[start EXTRACTED DATA]

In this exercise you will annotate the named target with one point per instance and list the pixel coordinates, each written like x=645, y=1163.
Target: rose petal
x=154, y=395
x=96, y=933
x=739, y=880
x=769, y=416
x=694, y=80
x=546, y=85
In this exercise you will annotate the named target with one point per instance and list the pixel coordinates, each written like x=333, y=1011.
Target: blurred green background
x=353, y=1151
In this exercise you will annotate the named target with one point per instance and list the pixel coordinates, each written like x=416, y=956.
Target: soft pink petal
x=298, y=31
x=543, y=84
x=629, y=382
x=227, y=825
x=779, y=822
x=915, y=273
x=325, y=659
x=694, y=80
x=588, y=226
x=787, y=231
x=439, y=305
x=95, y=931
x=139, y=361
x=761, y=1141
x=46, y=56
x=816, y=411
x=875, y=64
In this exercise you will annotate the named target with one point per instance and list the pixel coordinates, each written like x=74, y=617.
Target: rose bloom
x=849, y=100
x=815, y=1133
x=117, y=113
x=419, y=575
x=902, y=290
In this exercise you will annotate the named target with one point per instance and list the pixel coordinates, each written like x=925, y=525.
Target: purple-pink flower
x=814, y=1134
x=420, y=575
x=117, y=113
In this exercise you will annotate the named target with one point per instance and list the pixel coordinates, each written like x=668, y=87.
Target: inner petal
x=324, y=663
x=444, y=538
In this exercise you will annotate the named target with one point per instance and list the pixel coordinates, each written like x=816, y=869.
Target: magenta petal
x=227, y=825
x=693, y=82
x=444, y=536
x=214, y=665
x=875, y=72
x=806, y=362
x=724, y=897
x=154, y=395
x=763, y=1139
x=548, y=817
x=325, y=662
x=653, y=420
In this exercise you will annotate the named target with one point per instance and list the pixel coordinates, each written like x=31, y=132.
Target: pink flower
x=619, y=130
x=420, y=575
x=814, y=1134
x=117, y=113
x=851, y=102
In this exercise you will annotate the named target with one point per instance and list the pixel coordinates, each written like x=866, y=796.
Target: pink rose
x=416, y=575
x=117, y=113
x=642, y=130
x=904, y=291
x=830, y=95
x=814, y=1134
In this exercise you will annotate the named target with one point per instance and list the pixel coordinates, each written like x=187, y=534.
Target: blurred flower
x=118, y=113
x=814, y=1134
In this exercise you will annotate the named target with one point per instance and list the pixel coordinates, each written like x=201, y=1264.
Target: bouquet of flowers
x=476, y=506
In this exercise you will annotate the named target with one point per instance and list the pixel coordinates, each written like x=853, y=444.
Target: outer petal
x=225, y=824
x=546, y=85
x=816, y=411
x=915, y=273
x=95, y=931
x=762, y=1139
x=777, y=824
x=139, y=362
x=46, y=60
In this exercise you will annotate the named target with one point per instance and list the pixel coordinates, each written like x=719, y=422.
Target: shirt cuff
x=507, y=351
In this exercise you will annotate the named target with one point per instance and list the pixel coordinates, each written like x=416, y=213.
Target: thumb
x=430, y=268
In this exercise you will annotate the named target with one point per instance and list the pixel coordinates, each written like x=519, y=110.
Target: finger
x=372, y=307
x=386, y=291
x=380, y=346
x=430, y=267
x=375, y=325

[end EXTRACTED DATA]

WHAT TO WORK ON
In every item above, change "pixel coordinates" to "point coordinates" and give all the lines again with nothing else altered.

SOLUTION
In this exercise you will annotate the named target with one point per instance and list the point coordinates, each written like x=645, y=1163.
Target: rose petal
x=154, y=395
x=96, y=933
x=739, y=880
x=769, y=416
x=694, y=80
x=546, y=85
In this exercise you will annotate the named target with one point per instance and list the point coordinates, each written like x=333, y=1011.
Target: blurred green background
x=353, y=1151
In this exercise you will annotate the named target with one point per instance and list the point coordinates, each written like x=416, y=956.
Target: soft pink petal
x=298, y=31
x=543, y=84
x=629, y=382
x=227, y=825
x=779, y=822
x=915, y=273
x=325, y=659
x=694, y=80
x=588, y=226
x=787, y=231
x=439, y=305
x=95, y=931
x=139, y=361
x=761, y=1141
x=46, y=56
x=816, y=411
x=875, y=64
In this exercise you will annotate the named target with one point per instance and list the point coordinates, each written like x=74, y=617.
Target: rose bloom
x=849, y=100
x=815, y=1133
x=117, y=113
x=419, y=575
x=902, y=290
In this exercise you will annotate the named target with one point per instance and list the point coordinates, each written like x=925, y=525.
Target: purple-pink flower
x=814, y=1134
x=420, y=575
x=117, y=113
In this exercise you will annotate the named target with one point per instance and list the point coordinates, each written like x=668, y=87.
Target: inner petal
x=324, y=663
x=444, y=538
In this exercise you will annotate the named target with one point per instance and list the point coordinates, each written like x=816, y=869.
Target: magenta petal
x=227, y=825
x=693, y=82
x=444, y=536
x=214, y=665
x=875, y=72
x=806, y=362
x=724, y=897
x=154, y=395
x=763, y=1139
x=548, y=817
x=325, y=662
x=653, y=420
In this exercise you will annotate the named target with one point per instance and list the point coordinates, each written like x=31, y=132.
Target: pink flower
x=619, y=130
x=420, y=575
x=814, y=1134
x=117, y=113
x=851, y=102
In this exercise you will annotate the named target with one point per instance and list the point coordinates, each written like x=866, y=796.
Target: pink rose
x=416, y=575
x=117, y=113
x=642, y=130
x=904, y=291
x=830, y=95
x=814, y=1134
In this exercise you will annotate the named target with one point per instance and list the point coordinates, each written like x=187, y=534.
Target: blurred flower
x=118, y=113
x=814, y=1134
In this exercise you will annotate the named target with one point per instance and list the point coordinates, each written like x=201, y=1264.
Target: bouquet of flowers
x=476, y=506
In this exercise you will annotate the named target with one point per instance and list the point coordinates, each written like x=853, y=444.
Target: outer petal
x=225, y=824
x=546, y=85
x=816, y=411
x=915, y=273
x=95, y=931
x=762, y=1139
x=777, y=824
x=139, y=362
x=46, y=60
In this exercise you will annotate the named target with one point per instance and list the point coordinates, each written like x=719, y=422.
Target: shirt cuff
x=507, y=351
In this exercise you will annotate the named target with one point per instance and list the point coordinates, each written like x=416, y=213.
Target: thumb
x=430, y=268
In this exercise you will annotate the named target with one point per instance and list the point coordinates, each written like x=519, y=110.
Target: finger
x=372, y=307
x=386, y=291
x=380, y=346
x=430, y=267
x=375, y=325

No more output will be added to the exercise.